Exercise: Skip the images. Copy the records exactly as written.

[Excerpt from a dataset]

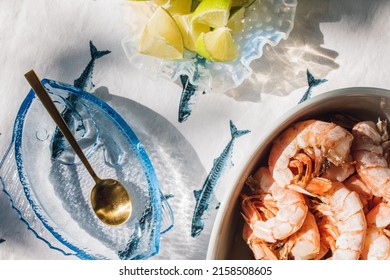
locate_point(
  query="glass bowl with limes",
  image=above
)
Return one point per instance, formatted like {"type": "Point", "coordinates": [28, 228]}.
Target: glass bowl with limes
{"type": "Point", "coordinates": [212, 42]}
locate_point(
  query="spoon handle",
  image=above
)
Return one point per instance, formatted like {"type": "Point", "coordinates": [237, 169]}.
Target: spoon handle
{"type": "Point", "coordinates": [51, 108]}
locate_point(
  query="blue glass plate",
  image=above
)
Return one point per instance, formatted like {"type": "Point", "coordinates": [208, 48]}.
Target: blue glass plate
{"type": "Point", "coordinates": [51, 193]}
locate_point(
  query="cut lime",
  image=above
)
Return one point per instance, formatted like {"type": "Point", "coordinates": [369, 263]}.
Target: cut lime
{"type": "Point", "coordinates": [217, 45]}
{"type": "Point", "coordinates": [189, 31]}
{"type": "Point", "coordinates": [214, 13]}
{"type": "Point", "coordinates": [162, 37]}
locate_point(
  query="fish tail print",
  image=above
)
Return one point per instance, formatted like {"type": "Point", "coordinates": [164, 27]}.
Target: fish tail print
{"type": "Point", "coordinates": [187, 98]}
{"type": "Point", "coordinates": [237, 133]}
{"type": "Point", "coordinates": [312, 82]}
{"type": "Point", "coordinates": [85, 80]}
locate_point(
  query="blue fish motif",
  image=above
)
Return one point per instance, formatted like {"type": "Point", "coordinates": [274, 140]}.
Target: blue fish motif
{"type": "Point", "coordinates": [312, 82]}
{"type": "Point", "coordinates": [204, 195]}
{"type": "Point", "coordinates": [84, 82]}
{"type": "Point", "coordinates": [190, 91]}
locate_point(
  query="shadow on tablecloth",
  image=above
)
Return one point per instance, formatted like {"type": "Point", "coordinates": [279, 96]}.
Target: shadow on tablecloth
{"type": "Point", "coordinates": [282, 68]}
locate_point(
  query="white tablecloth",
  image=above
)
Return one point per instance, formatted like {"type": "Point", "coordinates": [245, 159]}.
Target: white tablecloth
{"type": "Point", "coordinates": [346, 42]}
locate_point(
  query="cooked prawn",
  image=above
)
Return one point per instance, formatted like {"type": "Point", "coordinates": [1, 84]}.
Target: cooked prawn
{"type": "Point", "coordinates": [344, 223]}
{"type": "Point", "coordinates": [371, 164]}
{"type": "Point", "coordinates": [308, 141]}
{"type": "Point", "coordinates": [290, 211]}
{"type": "Point", "coordinates": [356, 184]}
{"type": "Point", "coordinates": [305, 243]}
{"type": "Point", "coordinates": [261, 250]}
{"type": "Point", "coordinates": [377, 242]}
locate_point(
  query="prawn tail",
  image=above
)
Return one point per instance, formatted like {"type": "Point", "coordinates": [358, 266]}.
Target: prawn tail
{"type": "Point", "coordinates": [95, 54]}
{"type": "Point", "coordinates": [235, 132]}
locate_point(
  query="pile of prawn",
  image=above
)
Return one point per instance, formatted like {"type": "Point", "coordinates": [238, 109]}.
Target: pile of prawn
{"type": "Point", "coordinates": [325, 194]}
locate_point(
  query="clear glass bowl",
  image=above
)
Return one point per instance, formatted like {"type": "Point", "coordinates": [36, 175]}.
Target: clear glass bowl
{"type": "Point", "coordinates": [53, 197]}
{"type": "Point", "coordinates": [266, 22]}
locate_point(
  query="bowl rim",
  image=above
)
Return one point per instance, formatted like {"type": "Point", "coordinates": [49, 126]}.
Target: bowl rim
{"type": "Point", "coordinates": [270, 133]}
{"type": "Point", "coordinates": [118, 121]}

Final answer:
locate_point(
  query="glass bowl with limes",
  image=above
)
Return one point per instance, formatted like {"type": "Point", "coordinates": [28, 228]}.
Target: glass bowl with limes
{"type": "Point", "coordinates": [212, 42]}
locate_point(
  query="spoon handle",
  image=above
)
Return one point per instance, formatted like {"type": "Point", "coordinates": [237, 169]}.
Target: spoon handle
{"type": "Point", "coordinates": [51, 108]}
locate_point(
  query="blue glass plate",
  image=above
)
Return one point per instance, formatted like {"type": "Point", "coordinates": [208, 48]}.
Target: blue glass plate
{"type": "Point", "coordinates": [51, 193]}
locate_point(
  query="cut lime",
  image=above
)
Return one point per instance, formatted like {"type": "Point", "coordinates": [369, 263]}.
Target: cut lime
{"type": "Point", "coordinates": [217, 45]}
{"type": "Point", "coordinates": [189, 31]}
{"type": "Point", "coordinates": [214, 13]}
{"type": "Point", "coordinates": [162, 37]}
locate_point(
  query="fish tail print",
  image=above
)
Return one point per instance, formatted like {"type": "Point", "coordinates": [164, 27]}.
Target: fish tail print
{"type": "Point", "coordinates": [187, 98]}
{"type": "Point", "coordinates": [237, 133]}
{"type": "Point", "coordinates": [312, 82]}
{"type": "Point", "coordinates": [85, 80]}
locate_point(
  query="blue fish motif",
  image=above
)
Return one point per instance, formatted like {"type": "Point", "coordinates": [274, 140]}.
Target: blue fish motif
{"type": "Point", "coordinates": [312, 82]}
{"type": "Point", "coordinates": [204, 195]}
{"type": "Point", "coordinates": [84, 82]}
{"type": "Point", "coordinates": [190, 91]}
locate_point(
  query="shadow on tablecloth",
  image=above
)
Return one point per instance, formatted like {"type": "Point", "coordinates": [279, 96]}.
Target: shadow on tablecloth
{"type": "Point", "coordinates": [282, 68]}
locate_point(
  query="white tablecloth",
  image=above
)
Return one point per instance, formatted like {"type": "Point", "coordinates": [245, 159]}.
Target: white tablecloth
{"type": "Point", "coordinates": [346, 42]}
locate_point(
  query="cooked prawn",
  image=above
)
Return one point per instance, formatted like {"type": "Point", "coordinates": [1, 84]}.
Target: cooked prawn
{"type": "Point", "coordinates": [344, 223]}
{"type": "Point", "coordinates": [371, 164]}
{"type": "Point", "coordinates": [308, 141]}
{"type": "Point", "coordinates": [290, 211]}
{"type": "Point", "coordinates": [356, 184]}
{"type": "Point", "coordinates": [305, 243]}
{"type": "Point", "coordinates": [261, 250]}
{"type": "Point", "coordinates": [377, 242]}
locate_point(
  query="prawn tail",
  image=above
)
Return one point per instance, formatted like {"type": "Point", "coordinates": [358, 266]}.
Target: prawn tail
{"type": "Point", "coordinates": [95, 54]}
{"type": "Point", "coordinates": [235, 132]}
locate_point(
  query="pile of prawn",
  image=above
)
Return one point per instance, formatted like {"type": "Point", "coordinates": [238, 109]}.
Target: pile of prawn
{"type": "Point", "coordinates": [325, 194]}
locate_point(
  query="clear glass bowl",
  image=above
)
Return one point per instance, formatted like {"type": "Point", "coordinates": [36, 175]}.
Target: clear glass bowl
{"type": "Point", "coordinates": [53, 197]}
{"type": "Point", "coordinates": [266, 22]}
locate_point(
  query="bowl rim",
  image=above
)
Return one point per instance, formatted like {"type": "Point", "coordinates": [49, 126]}.
Target: bowl rim
{"type": "Point", "coordinates": [270, 133]}
{"type": "Point", "coordinates": [118, 121]}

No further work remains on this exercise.